This is the DPT conception I don’t like.

I don’t like it because it doesn’t make sense.

The orthodox position’s picture of “reliable” System 2 “monitoring” and “correcting” “error-prone” System 1 commits what I called the “System 2 ex nihilo fallacy”—the idea that System 2 crates itself “out of nothing” in some miraculous act of spontaneous generation.

Nothing makes its way onto the screen of consciousness that wasn’t instants earlier floating happily along in the busy stream of unconscious impressions.  Moreover, what yanked it from that stream and projected it had to be some unconscious mental operation too, else we face a problem of infinite regress: if it was “consciously” extracted from the stream of unconsciousness, something unconscious had to tell consciousness to perform that extraction.

I accept that the sort of conscious reflection on and re-assessment of intuition associated with System 2 truly & usefully occurs.  But those things can happen only if something in System 1 itself—or at least something in the nature of a rapid, automatic, unconscious mental operation—occurs first to get System 2's attention.

So the Orthodox DPT conception is defective. What’s better?

I will call the conception of DPT that I find more compelling “IRM,” which stands for the “integrated, reciprocal model."

The orthodox conception sees “System 1” and “System 2” as discrete and hierarchical.  That is, the two are separate, and System 2 is “higher” in the sense of more reliably connected to sound information processing.

“Discrete and hierarchical” is clearly how Kahneman describes the relationship between the two modes of information processing in his Nobel lecture.

For him, System 1 and 2 are "sequential": System 1 operations automatically happen first; System 2 ones occur next, but only sometimes. So the two are necessarily separate. 

Moreover, what System 2 does when it occurs is check to see if System 1 has gotten it right. If it hasn’t, it “corrects” System 1’s mistake. So System 2 “knows better,” and thus sits atop the hierarchy of reasoning processes within an ordering that ranks their contribution to rational thought.

IRM sees things differently. It says that “rational thought” occurs as a result of System 1 and System 2 working together, each supplying a necessary contribution to reasoning. That’s the integrated part.

Moreover, IRM posits that the ability of each to make its necessary contribution is dependent on the other’s contribution. 

As the “System 2 ex nihilo” fallacy helps us to see, conscious reflection can make its distinctive contribution only if summoned into action by unconscious, automatic System 1 processes, which single out particular unconscious judgments as fit for the sort of interrogation that System 2 is able uniquely to perform.

But System 1 must be seletctive:  there are far too many unconscious operations going on for all to be monitored, much less forced onto the screen of conscious tought, which would be overwhelmed by such indiscriminate summoning! But in being selective, it has to pick out the "right" impressions for attention & not ignore the ones unreflective reliance on which would defeat an agent's ends.

* _Complete the following_
- 1) In the dual-process passage, what does "IRM" stand for?
- 2) Sum up the dual-process passage in two sentences.
- 3) Does the dual-process passage agree with each statement? Answer yes or no for each, and quote the words from the passage that settle it.
(a) The writer denies that conscious reflection on intuition ever really happens.
(b) Kahneman has System 1 operations happen before System 2 ones.
(c) IRM holds that each system's ability to contribute depends on the other's contribution.
The records are separate material with no tie to the dual-process passage.

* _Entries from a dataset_
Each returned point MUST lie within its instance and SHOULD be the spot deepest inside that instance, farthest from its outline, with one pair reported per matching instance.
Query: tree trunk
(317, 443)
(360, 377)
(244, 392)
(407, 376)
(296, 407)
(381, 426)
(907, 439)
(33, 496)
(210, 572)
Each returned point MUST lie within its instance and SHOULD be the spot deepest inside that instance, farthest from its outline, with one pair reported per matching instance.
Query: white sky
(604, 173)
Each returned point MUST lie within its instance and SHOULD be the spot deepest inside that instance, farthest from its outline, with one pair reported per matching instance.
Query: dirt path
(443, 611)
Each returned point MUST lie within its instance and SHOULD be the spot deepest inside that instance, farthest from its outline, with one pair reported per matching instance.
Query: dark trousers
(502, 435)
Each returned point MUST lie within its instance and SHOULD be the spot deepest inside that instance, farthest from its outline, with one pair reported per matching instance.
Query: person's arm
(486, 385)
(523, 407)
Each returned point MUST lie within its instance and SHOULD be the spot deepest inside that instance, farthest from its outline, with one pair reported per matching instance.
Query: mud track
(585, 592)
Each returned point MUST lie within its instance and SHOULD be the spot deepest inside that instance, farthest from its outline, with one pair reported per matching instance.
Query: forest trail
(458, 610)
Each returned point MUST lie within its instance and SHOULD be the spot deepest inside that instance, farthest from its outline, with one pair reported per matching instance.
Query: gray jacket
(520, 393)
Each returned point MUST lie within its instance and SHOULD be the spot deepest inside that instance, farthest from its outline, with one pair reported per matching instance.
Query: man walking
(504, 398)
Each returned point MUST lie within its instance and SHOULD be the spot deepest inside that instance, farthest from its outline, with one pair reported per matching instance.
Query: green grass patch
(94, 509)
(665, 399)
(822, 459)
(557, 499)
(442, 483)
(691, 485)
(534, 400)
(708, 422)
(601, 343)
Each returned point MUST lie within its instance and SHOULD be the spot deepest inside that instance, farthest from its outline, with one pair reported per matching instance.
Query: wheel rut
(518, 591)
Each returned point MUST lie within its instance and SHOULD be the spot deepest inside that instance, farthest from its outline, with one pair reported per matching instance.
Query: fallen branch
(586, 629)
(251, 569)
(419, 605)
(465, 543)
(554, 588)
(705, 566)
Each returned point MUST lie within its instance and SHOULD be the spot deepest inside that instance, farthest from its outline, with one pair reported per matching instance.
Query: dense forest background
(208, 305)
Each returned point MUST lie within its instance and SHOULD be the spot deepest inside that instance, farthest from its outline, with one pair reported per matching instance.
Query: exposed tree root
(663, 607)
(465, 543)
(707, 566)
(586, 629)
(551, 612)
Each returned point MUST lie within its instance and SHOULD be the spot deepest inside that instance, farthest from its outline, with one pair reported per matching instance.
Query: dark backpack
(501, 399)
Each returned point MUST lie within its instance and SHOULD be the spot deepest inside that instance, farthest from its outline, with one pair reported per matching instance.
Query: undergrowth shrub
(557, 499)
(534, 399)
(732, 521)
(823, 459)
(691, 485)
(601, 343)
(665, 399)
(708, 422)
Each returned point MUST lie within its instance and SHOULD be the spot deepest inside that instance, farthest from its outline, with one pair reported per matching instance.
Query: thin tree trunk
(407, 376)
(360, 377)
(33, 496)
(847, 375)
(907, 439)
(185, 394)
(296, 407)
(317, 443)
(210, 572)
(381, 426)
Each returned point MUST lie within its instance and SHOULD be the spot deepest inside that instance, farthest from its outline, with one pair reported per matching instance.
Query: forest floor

* _Full answers_
- 1) IRM stands for the "integrated, reciprocal model."

- 2) The writer rejects the orthodox view that a reliable System 2 monitors and corrects an error-prone System 1, because nothing reaches consciousness unless an unconscious operation first puts it there. In its place the writer proposes IRM, the integrated, reciprocal model, in which the two systems work together and each depends on the other's contribution, with System 1 selecting which impressions get System 2's attention.

- 3)
(a) No: "I accept that the sort of conscious reflection on and re-assessment of intuition associated with System 2 truly & usefully occurs."
(b) Yes: "System 1 operations automatically happen first; System 2 ones occur next, but only sometimes."
(c) Yes: "the ability of each to make its necessary contribution is dependent on the other’s contribution."